***** Given information *****

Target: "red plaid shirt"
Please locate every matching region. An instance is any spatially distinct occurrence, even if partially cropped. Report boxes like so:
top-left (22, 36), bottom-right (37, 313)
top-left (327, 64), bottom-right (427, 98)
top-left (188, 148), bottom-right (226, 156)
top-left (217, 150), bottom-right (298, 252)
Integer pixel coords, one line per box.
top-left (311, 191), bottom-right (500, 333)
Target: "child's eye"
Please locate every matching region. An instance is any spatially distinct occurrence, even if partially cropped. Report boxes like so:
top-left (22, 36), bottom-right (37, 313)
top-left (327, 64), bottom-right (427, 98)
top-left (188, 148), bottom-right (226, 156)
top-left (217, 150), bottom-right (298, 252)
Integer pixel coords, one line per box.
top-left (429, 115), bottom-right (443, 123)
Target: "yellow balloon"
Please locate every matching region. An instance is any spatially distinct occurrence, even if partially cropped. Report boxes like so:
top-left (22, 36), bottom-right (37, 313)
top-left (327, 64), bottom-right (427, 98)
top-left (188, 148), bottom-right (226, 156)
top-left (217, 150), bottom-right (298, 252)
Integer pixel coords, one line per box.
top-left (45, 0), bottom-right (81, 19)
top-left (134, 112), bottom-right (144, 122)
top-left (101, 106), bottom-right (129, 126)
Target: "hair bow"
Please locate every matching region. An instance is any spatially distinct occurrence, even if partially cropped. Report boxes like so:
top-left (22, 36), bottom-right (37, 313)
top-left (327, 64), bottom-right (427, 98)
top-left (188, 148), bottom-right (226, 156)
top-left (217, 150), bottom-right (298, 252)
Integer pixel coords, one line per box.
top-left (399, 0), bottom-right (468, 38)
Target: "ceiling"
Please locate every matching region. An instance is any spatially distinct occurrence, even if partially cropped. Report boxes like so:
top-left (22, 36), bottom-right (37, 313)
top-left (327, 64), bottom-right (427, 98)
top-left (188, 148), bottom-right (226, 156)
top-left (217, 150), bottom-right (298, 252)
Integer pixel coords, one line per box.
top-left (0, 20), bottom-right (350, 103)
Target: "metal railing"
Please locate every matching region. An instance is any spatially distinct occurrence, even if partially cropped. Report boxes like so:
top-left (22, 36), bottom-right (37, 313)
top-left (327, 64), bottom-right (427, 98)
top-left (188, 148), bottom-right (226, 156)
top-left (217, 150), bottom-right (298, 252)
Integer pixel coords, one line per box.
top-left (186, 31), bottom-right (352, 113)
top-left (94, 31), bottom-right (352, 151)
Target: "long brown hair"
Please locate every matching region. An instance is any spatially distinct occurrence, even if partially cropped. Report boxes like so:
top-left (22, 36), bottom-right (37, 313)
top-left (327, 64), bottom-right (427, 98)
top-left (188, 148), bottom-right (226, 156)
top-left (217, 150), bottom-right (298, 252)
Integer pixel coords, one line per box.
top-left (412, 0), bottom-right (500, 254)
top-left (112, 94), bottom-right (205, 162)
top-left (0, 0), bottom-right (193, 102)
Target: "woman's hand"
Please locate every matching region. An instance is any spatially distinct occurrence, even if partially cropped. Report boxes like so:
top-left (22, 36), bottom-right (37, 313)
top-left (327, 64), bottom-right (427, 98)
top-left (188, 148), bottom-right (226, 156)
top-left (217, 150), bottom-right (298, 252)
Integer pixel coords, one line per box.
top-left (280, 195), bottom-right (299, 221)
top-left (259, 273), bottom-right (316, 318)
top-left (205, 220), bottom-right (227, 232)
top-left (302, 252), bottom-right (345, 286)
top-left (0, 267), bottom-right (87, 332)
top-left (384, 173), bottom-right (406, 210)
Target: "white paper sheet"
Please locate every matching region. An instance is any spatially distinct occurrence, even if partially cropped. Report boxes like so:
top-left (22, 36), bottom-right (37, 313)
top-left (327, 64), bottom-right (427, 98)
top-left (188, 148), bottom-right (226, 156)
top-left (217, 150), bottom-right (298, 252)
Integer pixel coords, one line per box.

*****

Given request:
Copy the records above word for word, leaving nothing out.

Output of the task:
Target: "red plaid shirt"
Please locate every matching region. An instance is any spatially distinct occurrence, even if partially cropped. Report boxes like so:
top-left (22, 36), bottom-right (37, 313)
top-left (327, 64), bottom-right (427, 98)
top-left (188, 148), bottom-right (226, 156)
top-left (217, 150), bottom-right (298, 252)
Integer pixel coords, one line per box.
top-left (311, 191), bottom-right (500, 333)
Target: "child's eye"
Please locate every matching region. An instance is any spatially distinct occurrence, even if partially cropped. Report boxes like so:
top-left (22, 36), bottom-right (37, 313)
top-left (327, 64), bottom-right (427, 98)
top-left (188, 148), bottom-right (226, 156)
top-left (217, 150), bottom-right (298, 252)
Integer pixel coords, one line per box.
top-left (429, 115), bottom-right (443, 123)
Target: "yellow balloon"
Please locate every matching region. An instance is any spatially distinct occurrence, even if partially cropped. Report boxes like so:
top-left (22, 36), bottom-right (37, 313)
top-left (327, 64), bottom-right (427, 98)
top-left (188, 148), bottom-right (226, 156)
top-left (217, 150), bottom-right (298, 252)
Integer pixel coords, one line per box.
top-left (45, 0), bottom-right (81, 19)
top-left (134, 112), bottom-right (144, 122)
top-left (101, 106), bottom-right (129, 126)
Target: "hair bow"
Please locate every matching region. An instance is any spatially distinct occurrence, even if partially cropped. Report boxes like so:
top-left (22, 36), bottom-right (37, 313)
top-left (327, 64), bottom-right (427, 98)
top-left (188, 148), bottom-right (226, 156)
top-left (217, 150), bottom-right (298, 252)
Integer pixel coords, one line per box.
top-left (399, 0), bottom-right (468, 38)
Target: "ceiling"
Please locate every matching region. An instance is any spatially distinct occurrence, even if partially cropped. Report boxes like so:
top-left (22, 36), bottom-right (37, 313)
top-left (327, 64), bottom-right (427, 98)
top-left (188, 148), bottom-right (226, 156)
top-left (217, 150), bottom-right (298, 252)
Integer pixel coords, one line per box.
top-left (0, 20), bottom-right (350, 103)
Target: "metal railing"
Please locate every matching region. An instance is any spatially distinct occurrence, even if partially cropped. Report boxes like so:
top-left (22, 36), bottom-right (37, 313)
top-left (327, 64), bottom-right (427, 98)
top-left (188, 148), bottom-right (226, 156)
top-left (217, 150), bottom-right (298, 252)
Integer pixel coords, one line per box.
top-left (186, 31), bottom-right (352, 113)
top-left (94, 31), bottom-right (352, 151)
Target: "long brown hair"
Please locate every matching region. An instance is any spatially distinct occurrence, even if partially cropped. Report boxes like so:
top-left (22, 36), bottom-right (37, 313)
top-left (327, 64), bottom-right (427, 98)
top-left (188, 148), bottom-right (226, 156)
top-left (217, 150), bottom-right (298, 252)
Integer pixel coords, one line per box.
top-left (412, 0), bottom-right (500, 254)
top-left (112, 94), bottom-right (205, 162)
top-left (0, 0), bottom-right (193, 102)
Target: "woman's hand"
Please locate every matching region. An instance is any spatially distinct occurrence, even if partially cropped. Report boxes like so:
top-left (22, 36), bottom-right (37, 313)
top-left (327, 64), bottom-right (427, 98)
top-left (188, 148), bottom-right (226, 156)
top-left (217, 150), bottom-right (298, 252)
Integer pixel coords, one line per box.
top-left (280, 195), bottom-right (299, 221)
top-left (259, 273), bottom-right (316, 318)
top-left (205, 220), bottom-right (227, 232)
top-left (302, 252), bottom-right (345, 286)
top-left (0, 267), bottom-right (87, 332)
top-left (384, 173), bottom-right (406, 210)
Target: "white paper sheet"
Please locate every matching region. An instance is any spatially distinct occurrence, even if partially cropped. Report boxes like so:
top-left (22, 36), bottom-right (37, 313)
top-left (327, 64), bottom-right (427, 98)
top-left (188, 148), bottom-right (226, 156)
top-left (217, 150), bottom-right (298, 252)
Integer pixel coords, one line per box.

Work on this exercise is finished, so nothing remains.